Return the lines below unchanged, but leave out the pictures.

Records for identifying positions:
>>

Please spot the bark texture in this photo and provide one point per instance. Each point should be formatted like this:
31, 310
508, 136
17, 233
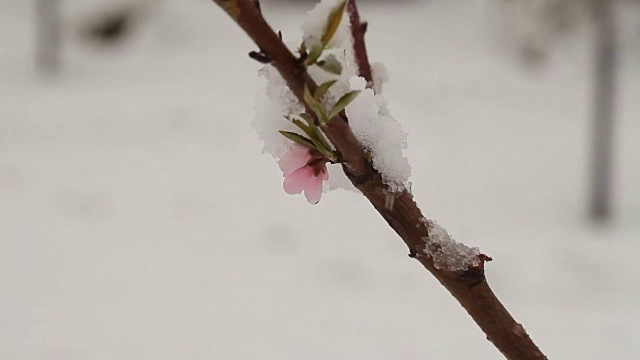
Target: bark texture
469, 287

<<

**Exercise output:**
Please spot the bark texture in this photo and provide one point per instance. Each point should be formatted like this:
31, 310
508, 136
17, 233
Target: bark texture
469, 287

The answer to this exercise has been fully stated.